The data -
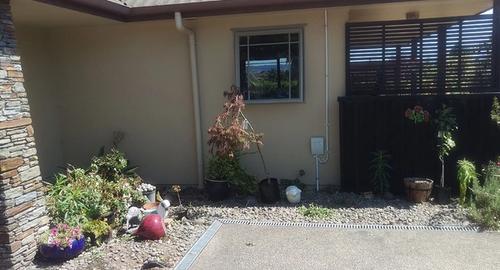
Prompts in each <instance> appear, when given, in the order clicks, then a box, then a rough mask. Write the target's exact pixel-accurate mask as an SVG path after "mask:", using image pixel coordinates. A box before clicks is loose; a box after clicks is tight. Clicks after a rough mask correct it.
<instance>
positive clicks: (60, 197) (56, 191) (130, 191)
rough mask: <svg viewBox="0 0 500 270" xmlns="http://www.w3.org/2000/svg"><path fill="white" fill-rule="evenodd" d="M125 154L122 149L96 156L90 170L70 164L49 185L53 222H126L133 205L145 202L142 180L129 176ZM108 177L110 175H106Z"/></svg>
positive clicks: (49, 194) (82, 223) (49, 207)
mask: <svg viewBox="0 0 500 270" xmlns="http://www.w3.org/2000/svg"><path fill="white" fill-rule="evenodd" d="M126 164H128V162H127V161H126V159H125V157H124V155H123V154H122V153H120V152H119V151H118V150H113V149H112V150H111V152H110V153H108V154H105V155H103V156H101V157H98V158H93V159H92V165H91V167H90V168H89V169H88V170H85V169H82V168H75V167H73V166H69V167H68V168H67V169H66V172H65V173H64V174H58V175H56V177H55V182H54V183H53V184H52V185H51V186H49V187H48V192H47V208H48V211H49V215H50V217H51V218H52V222H53V223H66V224H69V225H71V226H81V225H84V224H88V223H89V222H92V221H95V220H107V223H108V225H109V226H111V227H117V226H119V225H121V224H122V223H123V220H124V218H125V215H126V211H127V208H128V207H129V206H130V205H142V204H143V203H144V202H145V199H144V196H143V195H142V194H141V193H140V192H139V191H138V190H137V186H138V185H139V184H140V182H141V180H140V178H138V177H135V178H133V177H130V176H128V175H127V172H128V171H127V170H126V168H127V167H126V166H125V165H126ZM106 177H108V178H106Z"/></svg>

How to complete this task -
Print every line of the material above without changing anything, but leave out the pictures.

Answer to this task -
Prompts in each <instance> appear, when given, in the order clicks, then a box, then a rough mask. Write the target's exact pixel-accurate mask as an SVG path after "mask:", using image pixel coordinates. A box before clicks is loose; a box after clicks is tight. Clicks after a rough mask correct it.
<instance>
positive clicks: (60, 197) (56, 191) (130, 191)
rough mask: <svg viewBox="0 0 500 270" xmlns="http://www.w3.org/2000/svg"><path fill="white" fill-rule="evenodd" d="M125 154L122 149L96 156L90 170L70 164L49 185L53 222H126L133 205L145 202L142 180L129 176ZM108 177L110 175H106Z"/></svg>
positive clicks: (49, 194) (82, 223) (49, 207)
mask: <svg viewBox="0 0 500 270" xmlns="http://www.w3.org/2000/svg"><path fill="white" fill-rule="evenodd" d="M126 164H128V162H127V161H126V159H125V157H124V155H123V154H122V153H120V152H119V151H118V150H113V149H112V150H111V152H110V153H108V154H105V155H103V156H101V157H98V158H93V159H92V165H91V167H90V168H89V169H88V170H85V169H82V168H75V167H73V166H69V167H68V168H67V169H66V172H65V173H64V174H58V175H56V177H55V182H54V183H53V184H52V185H51V186H49V187H48V192H47V208H48V211H49V215H50V217H51V218H52V222H53V223H66V224H69V225H71V226H81V225H84V224H88V223H89V222H92V221H95V220H107V223H108V225H109V226H111V227H117V226H119V225H121V224H122V223H123V220H124V218H125V215H126V211H127V208H128V207H129V206H130V205H142V204H143V203H144V202H145V199H144V196H143V195H142V194H141V193H140V192H139V191H138V190H137V186H138V185H139V184H140V182H141V180H140V178H138V177H135V178H133V177H130V176H128V175H127V172H128V171H127V170H126V168H127V167H126V166H125V165H126ZM106 177H108V178H106Z"/></svg>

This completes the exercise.